From the entries, filter out every line that lacks "below" and copy the rest.

──────── The input ────────

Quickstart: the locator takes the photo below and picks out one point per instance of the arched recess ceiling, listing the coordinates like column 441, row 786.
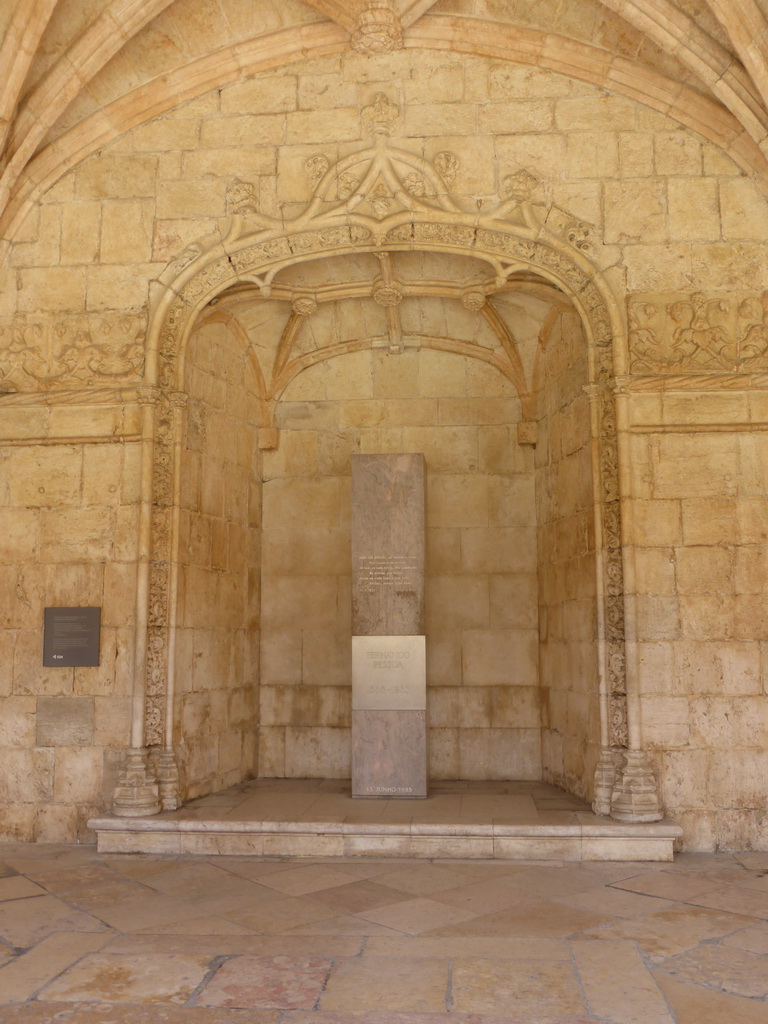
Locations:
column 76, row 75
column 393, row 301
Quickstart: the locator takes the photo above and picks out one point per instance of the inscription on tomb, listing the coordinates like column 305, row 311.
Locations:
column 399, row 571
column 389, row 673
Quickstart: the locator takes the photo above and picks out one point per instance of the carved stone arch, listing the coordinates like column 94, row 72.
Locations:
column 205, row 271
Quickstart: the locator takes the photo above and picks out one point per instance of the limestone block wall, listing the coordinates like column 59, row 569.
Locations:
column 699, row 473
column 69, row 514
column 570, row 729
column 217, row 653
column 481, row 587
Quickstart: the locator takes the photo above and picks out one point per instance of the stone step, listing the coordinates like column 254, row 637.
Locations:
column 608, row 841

────────
──────── The input ────────

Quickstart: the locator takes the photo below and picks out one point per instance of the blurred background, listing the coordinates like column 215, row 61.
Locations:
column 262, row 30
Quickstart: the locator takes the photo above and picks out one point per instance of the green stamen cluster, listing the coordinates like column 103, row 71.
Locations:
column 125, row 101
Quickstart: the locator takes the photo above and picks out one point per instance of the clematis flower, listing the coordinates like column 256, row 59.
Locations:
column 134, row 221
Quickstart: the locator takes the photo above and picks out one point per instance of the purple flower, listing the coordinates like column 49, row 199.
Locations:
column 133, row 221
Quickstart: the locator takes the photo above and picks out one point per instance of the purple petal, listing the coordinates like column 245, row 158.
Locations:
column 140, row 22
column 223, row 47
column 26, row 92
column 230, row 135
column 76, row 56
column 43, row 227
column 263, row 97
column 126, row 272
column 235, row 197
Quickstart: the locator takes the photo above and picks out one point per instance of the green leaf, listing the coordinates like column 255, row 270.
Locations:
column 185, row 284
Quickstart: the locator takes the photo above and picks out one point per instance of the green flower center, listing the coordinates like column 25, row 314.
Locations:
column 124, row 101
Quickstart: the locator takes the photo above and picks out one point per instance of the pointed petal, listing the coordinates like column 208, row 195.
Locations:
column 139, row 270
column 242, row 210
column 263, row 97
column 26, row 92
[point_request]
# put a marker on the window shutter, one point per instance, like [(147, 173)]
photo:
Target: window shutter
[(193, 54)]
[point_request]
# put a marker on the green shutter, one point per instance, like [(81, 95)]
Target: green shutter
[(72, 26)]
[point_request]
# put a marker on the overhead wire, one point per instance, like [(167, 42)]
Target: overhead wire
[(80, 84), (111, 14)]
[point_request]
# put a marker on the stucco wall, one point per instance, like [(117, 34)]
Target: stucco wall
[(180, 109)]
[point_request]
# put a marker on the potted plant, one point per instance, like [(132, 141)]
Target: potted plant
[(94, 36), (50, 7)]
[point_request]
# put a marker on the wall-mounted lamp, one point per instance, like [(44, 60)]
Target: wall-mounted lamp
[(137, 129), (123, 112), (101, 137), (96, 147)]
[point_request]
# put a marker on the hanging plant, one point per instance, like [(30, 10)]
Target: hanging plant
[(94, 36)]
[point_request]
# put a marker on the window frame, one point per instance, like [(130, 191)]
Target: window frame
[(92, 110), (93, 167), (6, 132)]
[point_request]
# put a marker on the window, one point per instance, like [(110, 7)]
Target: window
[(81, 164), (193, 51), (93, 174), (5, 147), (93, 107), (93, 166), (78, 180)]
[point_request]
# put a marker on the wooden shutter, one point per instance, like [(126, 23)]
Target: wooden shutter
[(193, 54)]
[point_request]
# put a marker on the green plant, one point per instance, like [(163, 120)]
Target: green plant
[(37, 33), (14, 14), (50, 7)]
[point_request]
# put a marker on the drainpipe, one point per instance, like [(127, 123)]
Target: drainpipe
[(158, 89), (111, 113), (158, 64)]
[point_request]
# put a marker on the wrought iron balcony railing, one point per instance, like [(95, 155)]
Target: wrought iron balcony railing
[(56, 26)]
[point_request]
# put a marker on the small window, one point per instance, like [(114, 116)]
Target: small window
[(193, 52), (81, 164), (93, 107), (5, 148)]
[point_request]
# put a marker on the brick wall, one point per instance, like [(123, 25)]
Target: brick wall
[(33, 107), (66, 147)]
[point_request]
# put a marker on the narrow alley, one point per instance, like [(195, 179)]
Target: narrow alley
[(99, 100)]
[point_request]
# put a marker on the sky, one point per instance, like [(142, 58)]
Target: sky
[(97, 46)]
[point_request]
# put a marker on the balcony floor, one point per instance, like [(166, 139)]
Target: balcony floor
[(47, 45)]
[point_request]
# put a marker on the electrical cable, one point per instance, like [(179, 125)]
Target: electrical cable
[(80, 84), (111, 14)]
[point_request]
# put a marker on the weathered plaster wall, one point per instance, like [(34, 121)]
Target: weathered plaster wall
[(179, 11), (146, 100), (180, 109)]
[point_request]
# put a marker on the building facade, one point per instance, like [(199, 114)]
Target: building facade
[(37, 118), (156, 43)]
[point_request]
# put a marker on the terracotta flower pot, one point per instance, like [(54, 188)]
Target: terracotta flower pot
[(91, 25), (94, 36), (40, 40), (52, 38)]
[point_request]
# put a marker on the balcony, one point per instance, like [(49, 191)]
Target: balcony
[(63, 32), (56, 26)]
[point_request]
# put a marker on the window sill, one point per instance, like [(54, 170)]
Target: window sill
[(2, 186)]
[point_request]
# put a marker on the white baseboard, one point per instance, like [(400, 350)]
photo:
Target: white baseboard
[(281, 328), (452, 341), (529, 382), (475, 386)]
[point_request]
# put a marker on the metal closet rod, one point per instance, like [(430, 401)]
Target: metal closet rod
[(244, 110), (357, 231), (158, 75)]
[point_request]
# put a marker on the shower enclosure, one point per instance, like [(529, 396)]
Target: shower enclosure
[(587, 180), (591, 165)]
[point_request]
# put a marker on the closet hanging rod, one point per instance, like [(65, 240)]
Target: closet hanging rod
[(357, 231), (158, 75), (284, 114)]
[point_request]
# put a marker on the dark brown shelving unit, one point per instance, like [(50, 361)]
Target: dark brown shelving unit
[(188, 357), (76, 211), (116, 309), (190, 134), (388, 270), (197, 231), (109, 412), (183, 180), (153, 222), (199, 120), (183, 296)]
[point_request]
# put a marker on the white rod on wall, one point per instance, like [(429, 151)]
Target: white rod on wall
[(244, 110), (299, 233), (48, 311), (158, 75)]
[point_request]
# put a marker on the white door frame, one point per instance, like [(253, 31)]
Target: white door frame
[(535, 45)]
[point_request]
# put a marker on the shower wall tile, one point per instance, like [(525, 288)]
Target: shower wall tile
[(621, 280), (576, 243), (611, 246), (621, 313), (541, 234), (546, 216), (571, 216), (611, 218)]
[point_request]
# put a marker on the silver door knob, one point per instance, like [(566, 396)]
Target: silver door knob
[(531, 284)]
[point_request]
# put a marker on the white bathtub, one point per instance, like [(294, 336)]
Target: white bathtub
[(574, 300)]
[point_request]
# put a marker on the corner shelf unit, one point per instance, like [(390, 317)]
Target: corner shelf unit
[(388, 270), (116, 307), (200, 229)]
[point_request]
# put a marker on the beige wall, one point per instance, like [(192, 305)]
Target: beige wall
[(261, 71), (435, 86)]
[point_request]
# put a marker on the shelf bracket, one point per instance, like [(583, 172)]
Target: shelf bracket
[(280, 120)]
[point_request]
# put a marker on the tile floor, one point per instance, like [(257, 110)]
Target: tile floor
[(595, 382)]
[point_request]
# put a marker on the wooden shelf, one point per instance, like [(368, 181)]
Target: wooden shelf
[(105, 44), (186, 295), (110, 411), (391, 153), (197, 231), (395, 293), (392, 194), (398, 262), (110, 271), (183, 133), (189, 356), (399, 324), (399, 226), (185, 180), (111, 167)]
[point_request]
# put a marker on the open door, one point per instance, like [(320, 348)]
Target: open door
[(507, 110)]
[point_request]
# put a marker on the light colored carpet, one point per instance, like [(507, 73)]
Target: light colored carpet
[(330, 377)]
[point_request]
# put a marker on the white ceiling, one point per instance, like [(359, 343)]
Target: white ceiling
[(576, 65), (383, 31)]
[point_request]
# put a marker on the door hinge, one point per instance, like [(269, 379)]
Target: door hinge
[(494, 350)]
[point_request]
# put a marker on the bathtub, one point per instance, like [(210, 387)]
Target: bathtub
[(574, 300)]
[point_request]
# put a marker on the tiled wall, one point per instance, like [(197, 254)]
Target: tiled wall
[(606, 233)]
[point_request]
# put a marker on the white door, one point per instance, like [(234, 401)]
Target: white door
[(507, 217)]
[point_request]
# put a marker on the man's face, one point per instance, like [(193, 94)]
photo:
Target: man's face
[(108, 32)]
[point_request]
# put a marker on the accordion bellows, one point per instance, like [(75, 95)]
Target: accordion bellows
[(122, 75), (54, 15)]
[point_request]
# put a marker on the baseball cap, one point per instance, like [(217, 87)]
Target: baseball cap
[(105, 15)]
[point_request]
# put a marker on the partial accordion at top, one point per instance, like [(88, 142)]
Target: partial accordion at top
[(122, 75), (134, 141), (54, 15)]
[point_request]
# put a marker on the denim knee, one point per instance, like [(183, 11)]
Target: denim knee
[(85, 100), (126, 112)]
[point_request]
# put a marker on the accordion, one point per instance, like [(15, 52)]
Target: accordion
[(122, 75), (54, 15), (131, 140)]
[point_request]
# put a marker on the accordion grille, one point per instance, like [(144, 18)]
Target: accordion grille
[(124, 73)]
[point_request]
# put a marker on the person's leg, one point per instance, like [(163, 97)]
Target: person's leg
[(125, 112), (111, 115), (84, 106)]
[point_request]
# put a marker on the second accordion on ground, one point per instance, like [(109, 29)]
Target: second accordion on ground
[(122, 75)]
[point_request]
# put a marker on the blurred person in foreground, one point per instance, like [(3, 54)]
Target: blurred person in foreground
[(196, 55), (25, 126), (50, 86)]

────────

# [Solution for this task]
Quickstart: the locator takes the photo below and picks out one point per instance of the arched recess ceiling, listing the coordinates like column 441, row 786.
Quickstart: the locator takes the photo below and picks out one point per instance of the blurred background, listing the coordinates like column 215, row 61.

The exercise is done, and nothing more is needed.